# START OF RECORDS FOR THE TASK
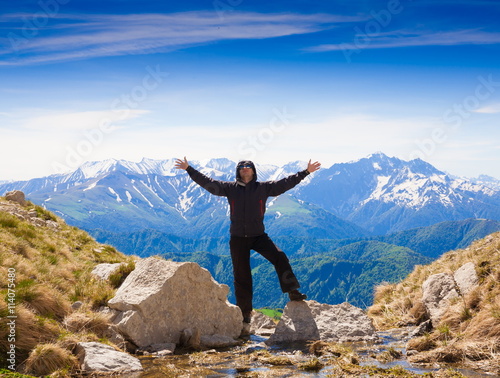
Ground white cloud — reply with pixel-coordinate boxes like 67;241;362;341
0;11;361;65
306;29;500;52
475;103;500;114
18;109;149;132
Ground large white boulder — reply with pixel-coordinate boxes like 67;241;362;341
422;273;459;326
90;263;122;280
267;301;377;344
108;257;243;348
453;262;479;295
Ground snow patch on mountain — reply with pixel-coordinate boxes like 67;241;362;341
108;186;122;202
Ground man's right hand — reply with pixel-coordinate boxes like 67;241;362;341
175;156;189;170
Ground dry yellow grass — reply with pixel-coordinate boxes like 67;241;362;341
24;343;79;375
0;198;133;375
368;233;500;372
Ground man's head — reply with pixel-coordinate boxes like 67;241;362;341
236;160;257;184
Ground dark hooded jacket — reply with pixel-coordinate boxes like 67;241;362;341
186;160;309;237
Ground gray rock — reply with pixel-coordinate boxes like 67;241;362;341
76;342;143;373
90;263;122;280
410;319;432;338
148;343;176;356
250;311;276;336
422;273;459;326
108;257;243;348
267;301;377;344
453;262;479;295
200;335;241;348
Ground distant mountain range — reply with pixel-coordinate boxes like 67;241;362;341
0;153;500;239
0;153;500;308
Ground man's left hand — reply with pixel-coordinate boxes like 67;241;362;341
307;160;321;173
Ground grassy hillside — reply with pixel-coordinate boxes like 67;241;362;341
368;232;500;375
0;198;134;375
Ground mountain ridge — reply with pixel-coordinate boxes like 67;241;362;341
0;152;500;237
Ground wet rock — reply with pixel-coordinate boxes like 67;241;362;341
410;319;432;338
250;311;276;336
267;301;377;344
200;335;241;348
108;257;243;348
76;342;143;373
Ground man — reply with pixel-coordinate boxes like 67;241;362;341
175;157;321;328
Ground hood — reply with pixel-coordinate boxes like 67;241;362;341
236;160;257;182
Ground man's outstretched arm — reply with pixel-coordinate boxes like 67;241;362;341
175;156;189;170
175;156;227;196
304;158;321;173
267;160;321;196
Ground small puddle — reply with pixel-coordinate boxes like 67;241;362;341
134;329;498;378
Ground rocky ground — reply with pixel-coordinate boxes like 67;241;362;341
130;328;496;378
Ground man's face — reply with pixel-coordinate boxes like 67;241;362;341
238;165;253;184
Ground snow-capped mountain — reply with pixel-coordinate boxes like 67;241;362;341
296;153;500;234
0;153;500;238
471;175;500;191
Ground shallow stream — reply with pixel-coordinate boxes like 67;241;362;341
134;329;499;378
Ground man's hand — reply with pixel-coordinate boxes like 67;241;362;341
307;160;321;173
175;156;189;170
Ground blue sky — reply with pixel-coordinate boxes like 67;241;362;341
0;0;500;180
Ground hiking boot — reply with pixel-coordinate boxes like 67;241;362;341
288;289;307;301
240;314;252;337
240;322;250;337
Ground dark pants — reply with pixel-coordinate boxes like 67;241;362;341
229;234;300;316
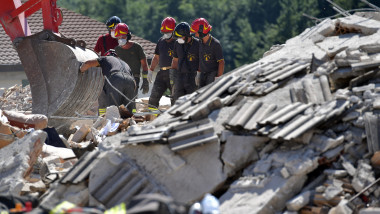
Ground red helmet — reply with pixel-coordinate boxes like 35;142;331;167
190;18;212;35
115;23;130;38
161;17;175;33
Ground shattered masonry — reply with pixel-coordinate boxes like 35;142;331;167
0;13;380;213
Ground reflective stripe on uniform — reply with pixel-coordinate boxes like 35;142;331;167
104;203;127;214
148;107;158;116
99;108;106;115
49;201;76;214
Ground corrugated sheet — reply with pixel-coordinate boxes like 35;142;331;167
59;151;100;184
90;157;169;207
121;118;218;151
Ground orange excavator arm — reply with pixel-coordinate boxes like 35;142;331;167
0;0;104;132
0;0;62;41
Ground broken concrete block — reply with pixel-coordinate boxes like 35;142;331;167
# END OF RECORDS FOR THE TASK
_WHAT IS BEING ASKED_
Print every line of the listing above verbatim, leaving out the pictures.

_FINISHED EXERCISE_
Ground white cloud — reply with pixel-coordinate boxes like 67;241;362;341
0;11;361;65
306;29;500;52
475;103;500;114
18;109;149;132
Ground large white boulder — reply with pixel-coordinate boxes like 67;241;362;341
422;273;459;326
90;263;122;280
267;301;377;344
108;257;243;348
453;262;479;295
Ground snow patch on mountain — reply with pixel-coordinate boxes like 67;241;362;341
108;186;122;202
Ground man's right hand — reply with pixel-coordinate boxes like 67;241;362;341
175;156;189;170
Ground dry yellow grass — reply with pixel-coordinate boxes like 67;241;362;341
24;343;79;375
0;198;133;375
368;233;500;372
Ground man's head — reply with pixel-coordinate boxes like 67;241;362;341
236;160;257;184
Ground dark hooded jacket — reply with pixel-coordinate boxes like 67;241;362;341
186;160;309;237
Ground gray rock — reply with pixel-coordinate boxes like 67;241;362;341
76;342;143;373
90;263;122;280
410;319;432;338
148;343;176;356
250;311;276;336
422;273;459;326
108;257;243;348
267;301;377;344
453;262;479;295
200;335;241;348
Ground distant mountain range — reply with pixel-coordinate boxes like 67;241;362;341
0;153;500;239
0;153;500;308
Ground man's left hand — reply with pixel-coordinate boxes like 67;241;362;341
307;160;321;173
Ground grassy hillside — reply with pixel-coordinate boxes like 67;241;362;341
368;232;500;375
0;198;134;375
Ground mountain ridge — reply with pixel-coordinate boxes like 67;241;362;341
0;152;500;237
Ground wet rock — reply with pixel-coordinate boxes like 67;241;362;341
410;319;432;338
250;311;276;336
267;301;377;344
200;335;241;348
108;257;243;348
76;342;143;373
Ground man — reply with pixel-coordinate boxes like 67;241;362;341
175;157;321;328
Ground hood — reply with pixel-coordinate boxes like 67;241;362;341
236;160;257;182
Ground man's outstretched arm — reply with pixel-coordinate boxes like 67;241;362;341
175;156;189;170
175;156;227;196
304;158;321;173
267;160;321;196
Ground small puddle — reply with pixel-coordinate boxes like 67;241;362;341
134;329;498;378
Ground rocky ground — reply with pixel-coordinate boxes like 67;241;362;341
130;328;496;378
Ground man's face — reply with pixel-coordinate boxes like 67;241;362;341
238;165;253;184
Ground snow-capped mountain — reply with pixel-coordinate boxes like 67;241;362;341
296;153;500;234
0;153;500;238
471;175;500;191
Ground shallow stream — reply with pixel-coordinate boxes like 67;241;362;341
134;329;499;378
Ground man's hand — reply with pixel-coordinate boxes like 67;241;362;341
307;160;321;173
175;156;189;170
Ground blue sky — reply with pixel-coordinate boxes like 67;241;362;341
0;0;500;180
Ground hiking boot — reply with pixel-coordinate boxes like 67;241;362;341
288;289;307;301
240;314;252;337
240;322;250;337
Ground dark pants — reply with pixel-coordinate boxes like 67;241;362;341
229;234;300;316
Ground red helmet — reply with pixel-coordinate boxes like 35;142;331;167
190;18;212;35
115;23;130;38
161;17;175;33
Ground shattered masonry — reply with pixel-coordinate boxes like 35;142;331;167
0;13;380;213
Ground reflective stripe on uniform — reply with pixel-coordinate boxes like 35;142;331;167
104;203;127;214
148;107;158;116
99;108;106;115
49;201;76;214
Ground corrugated sheet — reply with pixel-coordinate boxes like 35;142;331;167
59;151;100;184
90;157;169;207
121;118;218;151
Ground orange excavator arm — reply with pixel-coordinate boxes like 35;142;331;167
0;0;104;132
0;0;62;41
Ground broken concrete block — reply with pixel-coordinate boxes like 35;142;331;167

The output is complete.